(begin)

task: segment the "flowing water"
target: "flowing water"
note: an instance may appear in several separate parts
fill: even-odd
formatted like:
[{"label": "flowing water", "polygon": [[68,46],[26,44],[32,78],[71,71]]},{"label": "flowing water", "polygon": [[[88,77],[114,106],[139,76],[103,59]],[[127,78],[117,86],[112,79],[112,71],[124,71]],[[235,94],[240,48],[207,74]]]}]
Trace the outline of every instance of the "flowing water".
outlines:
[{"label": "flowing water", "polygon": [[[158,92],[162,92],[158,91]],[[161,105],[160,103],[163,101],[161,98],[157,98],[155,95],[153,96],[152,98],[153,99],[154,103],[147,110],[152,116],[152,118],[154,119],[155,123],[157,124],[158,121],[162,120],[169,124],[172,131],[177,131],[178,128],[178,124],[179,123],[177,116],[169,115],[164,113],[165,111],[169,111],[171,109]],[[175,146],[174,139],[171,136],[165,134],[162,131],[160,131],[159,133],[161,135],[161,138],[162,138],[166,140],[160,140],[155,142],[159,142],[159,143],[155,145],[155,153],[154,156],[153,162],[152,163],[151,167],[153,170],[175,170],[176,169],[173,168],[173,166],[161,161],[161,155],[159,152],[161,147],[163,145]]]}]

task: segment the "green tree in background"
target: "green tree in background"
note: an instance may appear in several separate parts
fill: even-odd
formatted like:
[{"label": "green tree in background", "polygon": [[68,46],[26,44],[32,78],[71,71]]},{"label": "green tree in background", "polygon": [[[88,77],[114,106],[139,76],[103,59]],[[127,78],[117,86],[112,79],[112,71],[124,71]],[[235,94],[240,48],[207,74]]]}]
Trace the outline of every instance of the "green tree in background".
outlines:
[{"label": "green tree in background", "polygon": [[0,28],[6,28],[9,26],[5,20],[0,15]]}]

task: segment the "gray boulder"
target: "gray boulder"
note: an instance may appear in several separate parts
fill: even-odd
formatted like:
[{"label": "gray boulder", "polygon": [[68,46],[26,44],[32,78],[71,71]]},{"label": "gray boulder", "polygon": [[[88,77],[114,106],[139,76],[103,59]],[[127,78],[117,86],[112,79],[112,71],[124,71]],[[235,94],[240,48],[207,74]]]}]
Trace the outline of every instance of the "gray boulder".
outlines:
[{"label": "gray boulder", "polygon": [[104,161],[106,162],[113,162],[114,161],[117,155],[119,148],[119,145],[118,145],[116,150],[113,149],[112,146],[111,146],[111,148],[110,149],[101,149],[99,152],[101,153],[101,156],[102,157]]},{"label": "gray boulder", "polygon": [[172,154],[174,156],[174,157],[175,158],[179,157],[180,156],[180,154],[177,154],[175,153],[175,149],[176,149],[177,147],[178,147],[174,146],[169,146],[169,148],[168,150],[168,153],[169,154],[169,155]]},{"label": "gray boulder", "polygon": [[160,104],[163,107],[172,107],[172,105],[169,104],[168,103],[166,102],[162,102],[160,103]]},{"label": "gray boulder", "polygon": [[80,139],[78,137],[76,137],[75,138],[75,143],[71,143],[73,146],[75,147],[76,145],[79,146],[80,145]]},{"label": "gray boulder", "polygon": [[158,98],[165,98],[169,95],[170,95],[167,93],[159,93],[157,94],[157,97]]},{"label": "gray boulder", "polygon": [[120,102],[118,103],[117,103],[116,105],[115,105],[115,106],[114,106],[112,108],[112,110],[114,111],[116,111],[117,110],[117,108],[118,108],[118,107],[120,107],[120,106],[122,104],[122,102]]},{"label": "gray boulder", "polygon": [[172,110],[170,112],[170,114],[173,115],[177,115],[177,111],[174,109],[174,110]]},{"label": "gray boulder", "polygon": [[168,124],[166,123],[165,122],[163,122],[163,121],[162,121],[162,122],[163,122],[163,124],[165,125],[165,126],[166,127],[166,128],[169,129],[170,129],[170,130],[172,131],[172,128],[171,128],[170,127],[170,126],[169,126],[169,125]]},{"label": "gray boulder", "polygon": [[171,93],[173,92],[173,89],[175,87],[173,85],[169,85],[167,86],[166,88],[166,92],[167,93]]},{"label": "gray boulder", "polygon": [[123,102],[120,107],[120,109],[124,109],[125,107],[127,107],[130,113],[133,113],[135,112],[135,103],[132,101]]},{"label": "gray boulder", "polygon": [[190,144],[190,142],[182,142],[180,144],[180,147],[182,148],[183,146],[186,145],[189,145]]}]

(end)

◆ DO THIS ◆
Using the data above, output each line exactly.

◆ OUTPUT FOR THIS TASK ◆
task: segment the "flowing water"
target: "flowing water"
note: an instance may appear in several separate parts
fill: even-odd
formatted like:
[{"label": "flowing water", "polygon": [[68,46],[26,44],[32,78],[71,71]]},{"label": "flowing water", "polygon": [[[88,77],[114,106],[139,76],[103,59]],[[127,78],[117,86],[112,79],[112,71],[124,71]],[[235,94],[240,48],[207,74]]]}]
Trace the outline of every instance of the "flowing water".
outlines:
[{"label": "flowing water", "polygon": [[[158,92],[162,92],[158,91]],[[161,105],[160,103],[163,101],[161,98],[157,98],[155,95],[153,96],[152,98],[153,99],[154,103],[147,110],[152,116],[152,118],[154,119],[155,123],[157,124],[158,121],[162,120],[169,124],[172,131],[177,131],[178,128],[178,124],[179,123],[177,116],[169,115],[164,113],[165,111],[169,111],[171,109]],[[175,146],[174,139],[171,136],[165,134],[162,131],[160,131],[159,133],[161,135],[161,138],[162,138],[166,140],[160,140],[155,142],[159,142],[159,143],[155,145],[155,153],[154,156],[153,162],[152,163],[151,167],[153,170],[175,170],[176,169],[173,168],[173,166],[161,161],[161,155],[159,152],[161,147],[163,145]]]}]

task: segment the "green tree in background"
target: "green tree in background"
note: an instance may appear in several separate parts
fill: even-odd
formatted like:
[{"label": "green tree in background", "polygon": [[68,46],[26,44],[32,78],[71,71]]},{"label": "green tree in background", "polygon": [[[88,77],[114,106],[139,76],[103,59]],[[127,78],[117,86],[112,79],[112,71],[124,71]],[[235,94],[240,48],[207,74]]]}]
Trace the outline of every instance of the "green tree in background".
outlines:
[{"label": "green tree in background", "polygon": [[0,28],[6,28],[9,26],[5,20],[0,15]]}]

task: segment the "gray boulder"
target: "gray boulder"
note: an instance may appear in several separate parts
fill: even-odd
formatted like:
[{"label": "gray boulder", "polygon": [[68,46],[26,44],[32,78],[71,71]]},{"label": "gray boulder", "polygon": [[[88,77],[114,106],[139,76],[103,59]],[[127,78],[117,86],[112,79],[112,71],[124,71]],[[235,94],[240,48],[207,74]]]}]
Trace the outline of every instance of the "gray boulder".
outlines:
[{"label": "gray boulder", "polygon": [[104,161],[106,162],[113,162],[114,161],[117,155],[119,148],[119,145],[118,145],[116,150],[113,149],[112,146],[111,146],[111,148],[110,149],[101,149],[99,152],[101,153],[101,156],[102,157]]},{"label": "gray boulder", "polygon": [[172,154],[174,156],[174,157],[175,158],[179,157],[180,156],[180,154],[177,154],[175,153],[175,149],[176,149],[177,147],[178,147],[174,146],[169,146],[169,148],[168,150],[168,153],[169,154],[169,155]]},{"label": "gray boulder", "polygon": [[160,104],[163,107],[172,107],[172,105],[169,104],[168,103],[166,102],[162,102],[160,103]]},{"label": "gray boulder", "polygon": [[80,139],[78,137],[76,137],[75,138],[75,143],[71,143],[73,146],[75,147],[76,145],[79,146],[80,145]]},{"label": "gray boulder", "polygon": [[158,98],[165,98],[169,95],[170,95],[167,93],[159,93],[157,94],[157,97]]},{"label": "gray boulder", "polygon": [[120,102],[118,103],[117,103],[116,105],[115,105],[115,106],[114,106],[112,108],[112,110],[114,111],[116,111],[117,110],[117,108],[118,108],[118,107],[120,107],[120,106],[122,104],[122,102]]},{"label": "gray boulder", "polygon": [[172,110],[170,112],[170,114],[173,115],[177,115],[177,111],[174,109],[174,110]]},{"label": "gray boulder", "polygon": [[168,124],[166,123],[165,122],[163,122],[163,121],[162,121],[162,122],[163,122],[163,124],[165,125],[165,126],[166,127],[166,128],[169,129],[170,129],[170,130],[172,131],[172,128],[171,128],[170,127],[170,126],[169,126],[169,125]]},{"label": "gray boulder", "polygon": [[171,93],[173,92],[173,89],[175,87],[173,85],[169,85],[167,86],[166,88],[166,92],[167,93]]},{"label": "gray boulder", "polygon": [[123,102],[120,107],[120,109],[124,109],[125,107],[127,107],[130,113],[133,113],[135,112],[135,103],[132,101]]},{"label": "gray boulder", "polygon": [[190,144],[190,142],[182,142],[180,144],[180,147],[182,148],[183,146],[186,145],[189,145]]}]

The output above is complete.